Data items
★ ★ ★ ★

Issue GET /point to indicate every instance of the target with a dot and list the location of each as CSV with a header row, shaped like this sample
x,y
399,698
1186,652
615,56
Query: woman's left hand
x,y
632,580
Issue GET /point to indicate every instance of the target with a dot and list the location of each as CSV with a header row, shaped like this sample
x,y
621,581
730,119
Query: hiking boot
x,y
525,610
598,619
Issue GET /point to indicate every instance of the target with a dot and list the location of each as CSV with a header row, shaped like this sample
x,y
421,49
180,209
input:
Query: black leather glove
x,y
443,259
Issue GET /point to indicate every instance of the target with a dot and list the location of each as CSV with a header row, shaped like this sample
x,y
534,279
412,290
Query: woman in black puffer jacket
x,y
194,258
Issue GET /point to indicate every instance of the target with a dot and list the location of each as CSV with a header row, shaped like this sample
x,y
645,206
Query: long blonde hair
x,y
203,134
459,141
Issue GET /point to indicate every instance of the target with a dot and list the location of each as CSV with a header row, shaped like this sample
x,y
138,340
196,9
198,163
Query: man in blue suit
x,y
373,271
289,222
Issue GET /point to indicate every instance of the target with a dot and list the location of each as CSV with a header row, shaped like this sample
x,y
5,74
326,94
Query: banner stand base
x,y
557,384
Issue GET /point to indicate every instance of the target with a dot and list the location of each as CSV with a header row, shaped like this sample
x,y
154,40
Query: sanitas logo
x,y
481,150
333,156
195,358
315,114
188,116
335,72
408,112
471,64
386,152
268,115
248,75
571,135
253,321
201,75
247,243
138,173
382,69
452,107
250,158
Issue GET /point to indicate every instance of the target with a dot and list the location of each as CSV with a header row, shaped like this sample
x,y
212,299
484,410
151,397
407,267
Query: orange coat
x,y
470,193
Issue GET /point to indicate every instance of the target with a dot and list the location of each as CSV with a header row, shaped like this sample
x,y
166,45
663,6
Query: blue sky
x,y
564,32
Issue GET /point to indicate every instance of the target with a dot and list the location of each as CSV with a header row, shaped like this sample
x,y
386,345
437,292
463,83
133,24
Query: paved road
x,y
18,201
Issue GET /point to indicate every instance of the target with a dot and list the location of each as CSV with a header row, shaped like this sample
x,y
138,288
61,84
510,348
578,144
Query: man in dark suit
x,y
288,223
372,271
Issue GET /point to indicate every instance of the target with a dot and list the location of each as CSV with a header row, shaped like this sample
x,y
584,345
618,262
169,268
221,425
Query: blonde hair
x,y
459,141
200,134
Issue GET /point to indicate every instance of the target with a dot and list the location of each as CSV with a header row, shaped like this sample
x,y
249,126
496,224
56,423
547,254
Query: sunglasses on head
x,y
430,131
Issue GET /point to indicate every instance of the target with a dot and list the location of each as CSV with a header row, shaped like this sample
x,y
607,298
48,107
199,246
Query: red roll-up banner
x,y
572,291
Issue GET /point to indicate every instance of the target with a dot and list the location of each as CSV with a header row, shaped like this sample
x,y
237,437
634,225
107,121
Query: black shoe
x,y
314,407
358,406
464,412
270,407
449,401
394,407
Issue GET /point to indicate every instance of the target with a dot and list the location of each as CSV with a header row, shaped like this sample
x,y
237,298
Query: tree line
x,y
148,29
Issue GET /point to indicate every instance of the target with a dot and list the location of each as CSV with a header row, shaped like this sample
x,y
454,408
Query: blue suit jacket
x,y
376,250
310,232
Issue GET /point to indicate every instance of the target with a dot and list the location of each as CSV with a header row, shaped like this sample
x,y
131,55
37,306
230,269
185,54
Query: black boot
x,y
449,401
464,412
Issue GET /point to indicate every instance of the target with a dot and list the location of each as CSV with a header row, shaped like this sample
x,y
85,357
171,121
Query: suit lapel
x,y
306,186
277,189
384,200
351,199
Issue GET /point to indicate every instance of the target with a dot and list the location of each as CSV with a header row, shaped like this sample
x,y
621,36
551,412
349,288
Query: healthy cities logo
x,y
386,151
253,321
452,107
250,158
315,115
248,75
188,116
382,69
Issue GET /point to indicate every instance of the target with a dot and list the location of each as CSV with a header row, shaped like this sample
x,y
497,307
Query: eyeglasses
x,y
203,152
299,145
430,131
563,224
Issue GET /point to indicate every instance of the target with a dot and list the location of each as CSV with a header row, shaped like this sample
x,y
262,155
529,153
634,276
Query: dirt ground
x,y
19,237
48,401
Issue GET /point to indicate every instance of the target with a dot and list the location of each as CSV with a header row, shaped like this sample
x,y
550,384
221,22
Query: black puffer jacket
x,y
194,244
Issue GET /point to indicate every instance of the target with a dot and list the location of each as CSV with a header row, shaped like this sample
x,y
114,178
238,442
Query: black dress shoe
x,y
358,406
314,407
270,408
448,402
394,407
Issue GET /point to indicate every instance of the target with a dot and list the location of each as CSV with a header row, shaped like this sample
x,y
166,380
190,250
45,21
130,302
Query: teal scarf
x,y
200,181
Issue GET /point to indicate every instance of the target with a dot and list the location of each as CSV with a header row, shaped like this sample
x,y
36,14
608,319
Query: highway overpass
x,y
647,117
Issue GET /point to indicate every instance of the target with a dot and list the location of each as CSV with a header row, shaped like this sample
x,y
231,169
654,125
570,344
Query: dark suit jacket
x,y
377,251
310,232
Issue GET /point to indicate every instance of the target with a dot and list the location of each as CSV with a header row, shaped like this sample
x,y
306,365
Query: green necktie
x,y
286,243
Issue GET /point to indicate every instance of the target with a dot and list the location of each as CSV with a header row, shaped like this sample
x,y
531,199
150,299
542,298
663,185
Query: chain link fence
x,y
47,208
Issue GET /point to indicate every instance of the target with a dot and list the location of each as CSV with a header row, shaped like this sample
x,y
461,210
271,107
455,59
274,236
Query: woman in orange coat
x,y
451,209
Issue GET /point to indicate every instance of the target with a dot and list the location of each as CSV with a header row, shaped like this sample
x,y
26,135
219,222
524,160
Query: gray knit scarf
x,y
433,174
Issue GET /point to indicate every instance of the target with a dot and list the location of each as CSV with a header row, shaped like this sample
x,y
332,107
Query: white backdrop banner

★ ★ ★ ★

→ YOUR ASSIGNMENT
A complete, exact repeat of the records is the required answer.

→ ANSWER SECTION
Issue GET /point to indicate every instance of the target with a dot and list the location of each as CSV with a header row, shaped like this sample
x,y
399,698
1186,652
615,56
Query: woman's left hand
x,y
632,580
Issue GET /point to indicate every instance of the target with a dot and list the location of each as CSV with a header row, shaped like this sample
x,y
621,581
730,119
Query: hiking boot
x,y
525,610
598,619
Issue GET /point to indicate every instance of the target with a dot and list the location of each as CSV with a header row, shaped like this sample
x,y
421,49
180,209
input:
Query: black leather glove
x,y
443,259
Issue GET /point to indicate every instance of the target with a dot and list the location of each as CSV with a header row, shaped like this sample
x,y
534,279
412,290
Query: woman in black puffer jacket
x,y
194,258
Issue GET /point to indicate every instance of the target with a dot and list the location of each as CSV with a header row, shaped like this sample
x,y
645,206
Query: long blonde hair
x,y
203,134
459,141
Issue GET /point to indicate every instance of the target with a dot and list the location of each as CSV with a header row, shaped like this sample
x,y
138,340
196,9
198,163
Query: man in blue suit
x,y
373,271
289,222
Issue GET /point to indicate every instance of the target with a dot and list the location of each as CSV with a header row, shaped like this sample
x,y
5,74
326,94
Query: banner stand base
x,y
557,384
Issue GET /point to indicate every instance of the target with a dot and list the location of each as CSV with a header row, shaped like this sample
x,y
154,40
Query: sanitas logo
x,y
481,150
333,156
195,358
315,114
188,116
335,72
408,112
471,64
386,152
268,115
248,75
571,135
253,321
201,75
247,243
138,173
382,69
452,107
250,158
Issue GET /point to indicate every instance of the target with a dot and list the location of each as CSV with a header row, shaped like this sample
x,y
212,299
484,410
151,397
407,267
Query: orange coat
x,y
470,193
Issue GET /point to indicate every instance of the target with a dot and list the location of each as CSV with a header row, shaped like this sample
x,y
166,45
663,6
Query: blue sky
x,y
564,32
Issue GET /point to indicate every instance of the target with a dot and list the location of each as CSV with a header row, shaped like this sample
x,y
386,345
437,292
463,83
133,24
Query: paved road
x,y
18,201
Issue GET /point to indicate every instance of the target with a dot and list the location of each as CSV with a header row, shaped like this sample
x,y
138,288
61,84
510,348
578,144
Query: man in dark suit
x,y
288,223
372,271
Issue GET /point to indicate every instance of the target with a dot and list the location of each as CSV with a header row, shaped like this sample
x,y
584,345
618,262
169,268
221,425
Query: blonde hair
x,y
459,141
200,134
Issue GET /point to indicate every instance of the target with a dot and list the location of each as CSV with a header row, shaped like this sample
x,y
249,126
496,224
56,423
547,254
Query: sunglasses on head
x,y
430,131
Issue GET /point to indicate every instance of the target with a dot and list the location of each as CSV with a header row, shaped like this sample
x,y
607,298
48,107
199,246
Query: red roll-up banner
x,y
572,291
Issue GET /point to indicate every instance of the target with a dot and list the location of each as CSV with a header row, shaped like this sample
x,y
237,437
634,225
107,121
Query: black shoe
x,y
314,407
358,406
464,412
270,407
449,401
394,407
Issue GET /point to indicate every instance of the target with a dot and list the location of each as CSV with a header row, shaped like this sample
x,y
237,298
Query: tree line
x,y
148,29
Issue GET /point to indicate every instance of the target with a dot and list the location of each as CSV with a header row, shaped like this sample
x,y
454,408
Query: blue suit jacket
x,y
376,250
310,232
Issue GET /point to indicate every instance of the target with a dot and list the location of each as CSV with a header row, shaped like this sample
x,y
131,55
37,306
230,269
185,54
Query: black boot
x,y
449,401
464,412
Issue GET /point to indicate every instance of the target with a dot and list the location of each as CSV with a header row, shaped like this sample
x,y
85,357
171,121
Query: suit lapel
x,y
306,186
277,189
384,200
351,199
Issue GET /point to indicate every instance of the target with a dot and list the location of each as CSV with a header row, shaped like this sample
x,y
621,36
551,412
349,288
Query: healthy cities logo
x,y
386,151
253,321
452,107
250,158
315,115
248,75
188,116
382,69
Issue GET /point to indicate every instance of the target with a dot and list the location of each as CSV with a header row, shaped like this sample
x,y
497,307
Query: eyeglasses
x,y
203,152
299,145
430,131
563,224
Issue GET /point to indicate every instance of the target with a dot and list the location of each as CSV with a header row, shaped like this sample
x,y
262,155
529,153
634,276
Query: dirt ground
x,y
19,237
48,401
Issue GET /point to indicate every instance of the target with a dot and list the location of each as CSV with a header row, shaped like this sample
x,y
550,384
221,22
Query: black puffer jacket
x,y
194,244
Issue GET /point to indicate every instance of the target with a dot and list the location of each as CSV with a header row, shaped like this sample
x,y
114,178
238,442
Query: black dress shoe
x,y
358,406
314,407
270,408
448,402
394,407
Issue GET /point to indicate every instance of the target with a dot and list the location of each as CSV with a header row, shaped like this sample
x,y
166,380
190,250
45,21
130,302
Query: teal scarf
x,y
200,181
Issue GET /point to indicate every instance of the target with a dot and list the location of each as CSV with a header row, shaped like this sample
x,y
36,14
608,319
Query: highway overpass
x,y
647,117
Issue GET /point to indicate every instance of the target with a dot and list the location of each as CSV with a header row, shaped like this sample
x,y
231,169
654,125
570,344
Query: dark suit jacket
x,y
377,251
310,232
Issue GET /point to indicate every instance of the target with a dot and list the location of each as CSV with a header row, shaped like this sample
x,y
306,365
Query: green necktie
x,y
286,243
Issue GET /point to indicate every instance of the target with a dot and list the location of each as CSV with a header row, shaped like this sample
x,y
531,199
150,299
542,298
663,185
Query: chain link fence
x,y
47,208
Issue GET /point to indicate every instance of the target with a dot and list the location of each as CSV with a header row, shaped like this sample
x,y
461,210
271,107
455,59
274,236
Query: woman in orange coat
x,y
451,209
Issue GET /point to indicate every instance of the target with a dot and list the location of each as CSV with a header row, shaped like this sample
x,y
26,135
219,222
524,160
Query: gray knit scarf
x,y
433,174
Issue GET /point to indicate every instance of the target with a dot and list the location of each as CSV with a header row, shaped like this sample
x,y
332,107
Query: white backdrop banner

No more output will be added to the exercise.